No texto citado, onde e em que data decorreu o encontro com os jovens?
***** Texto citado
233 Vós, queridos doentes, assinalados pelo sofrimento do corpo ou da alma, estais mais unidos à cruz de Cristo, mas ao mesmo tempo sois as mais eloquentes testemunhas da misericórdia de Deus. Através de vós e mediante o vosso sofrimento, Ele debruça-se sobre a humanidade com amor. Sois vós que, dizendo no silêncio do coração: "Jesus, confio em Vós", nos ensinais que não há uma fé mais profunda, uma esperança mais viva e um amor mais ardoroso do que a fé, a esperança e o amor daqueles que, na angústia, se colocam nas mãos seguras de Deus. E as mãos de quem vos ajuda em nome da misericórdia sejam uma prolongação destas grandes mãos de Deus.

Gostaria muito de abraçar cada um e cada uma de vós. Embora isto, de modo concreto, seja impossível, estreito-vos espiritualmente ao meu coração e concedo-vos a minha Bênção, em nome do Pai e do Filho e do Espírito Santo.



DURANTE O ENCONTRO COM OS JOVENS NO PARQUE DE BLONIA Cracóvia, 27 de Maio de 2006

Queridos amigos jovens

Dou-vos as minhas cordiais boas-vindas! A vossa presença enche-me de alegria. Estou grato ao Senhor por este encontro com o entusiasmo da vossa cordialidade. Sabemos que "onde dois ou três estão reunidos em nome de Jesus, Ele está no meio deles" (cf. Mt 18,20). Mas hoje aqui sois muito mais numerosos! Agradeço a cada um e a cada uma de vós. Por conseguinte, Jesus encontra-se aqui connosco. Ele está presente entre os jovens da terra polaca, para falar de uma casa, que jamais desmoronará, porque está edificada sobre a rocha. Esta é a palavra evangélica que acabamos de ouvir (cf. Mt 7,24-27).

No coração de cada homem existe, meus amigos, o desejo de uma casa. Ainda mais num coração jovem, há o grande anseio pela própria casa, que seja sólida, aonde não só se possa voltar com alegria, mas também onde com júbilo se possa receber cada hóspede que chegar. É a saudade de uma casa em que o pão quotidiano seja o amor, o perdão, a necessidade de compreensão, em que a verdade seja a fonte da qual brota a paz do coração. É a nostalgia de uma casa da qual se possa sentir orgulho, de que não se deva envergonhar e cujo desmoronamento nunca seja preciso chorar.

Esta saudade não é senão o desejo de uma vida plena, feliz, bem sucedida. Não tenhais medo desta aspiração. Não a rejeiteis! Não desanimeis ao ver casas desabadas, desejos malogrados, saudades dissipadas. Deus Criador, que infunde num jovem coração o imenso desejo da felicidade, jamais o abandona na cansativa construção daquela casa que se chama vida.
**********
***** Registos apresentados
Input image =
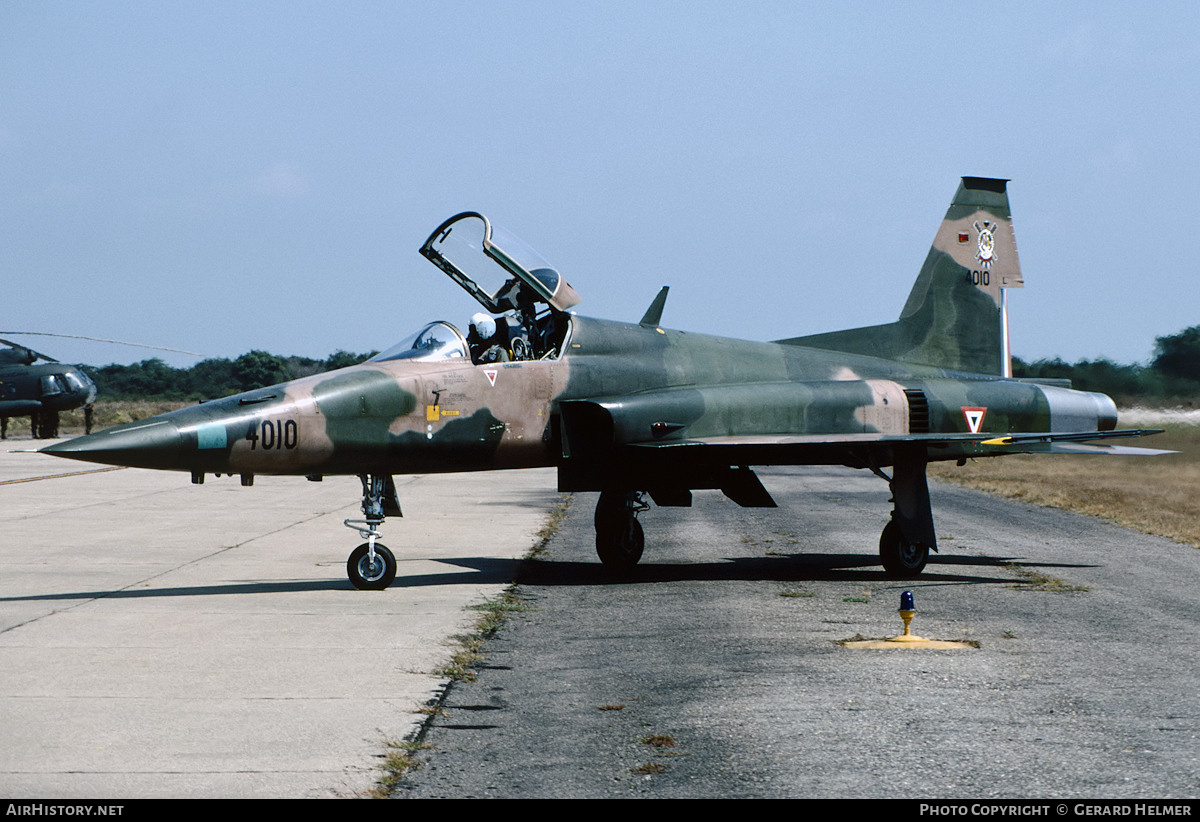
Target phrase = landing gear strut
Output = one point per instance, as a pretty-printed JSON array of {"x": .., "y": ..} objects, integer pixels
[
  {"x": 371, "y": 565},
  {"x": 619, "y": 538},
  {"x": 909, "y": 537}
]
**********
***** Registos apresentados
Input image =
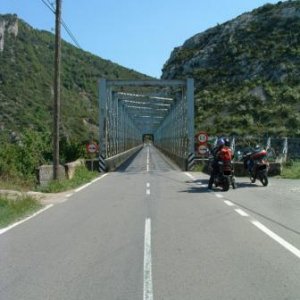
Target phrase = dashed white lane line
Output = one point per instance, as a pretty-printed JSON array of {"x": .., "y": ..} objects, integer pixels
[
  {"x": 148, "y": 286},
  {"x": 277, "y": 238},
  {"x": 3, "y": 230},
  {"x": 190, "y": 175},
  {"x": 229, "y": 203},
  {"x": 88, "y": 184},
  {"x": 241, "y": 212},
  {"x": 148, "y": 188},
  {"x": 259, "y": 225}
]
**********
***** Registos apresentados
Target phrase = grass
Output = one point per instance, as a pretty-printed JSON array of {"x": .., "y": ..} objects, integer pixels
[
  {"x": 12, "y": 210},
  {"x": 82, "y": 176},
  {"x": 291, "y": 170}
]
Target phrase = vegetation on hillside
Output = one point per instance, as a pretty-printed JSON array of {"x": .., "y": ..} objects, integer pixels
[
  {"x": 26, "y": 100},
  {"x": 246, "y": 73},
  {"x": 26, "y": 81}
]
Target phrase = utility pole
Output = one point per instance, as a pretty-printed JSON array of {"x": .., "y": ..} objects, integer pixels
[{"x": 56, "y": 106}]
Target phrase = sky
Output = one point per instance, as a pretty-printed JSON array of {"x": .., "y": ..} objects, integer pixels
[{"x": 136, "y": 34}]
**********
- Resultado final -
No Parque de Blonia, em Cracóvia, a 27 de maio de 2006.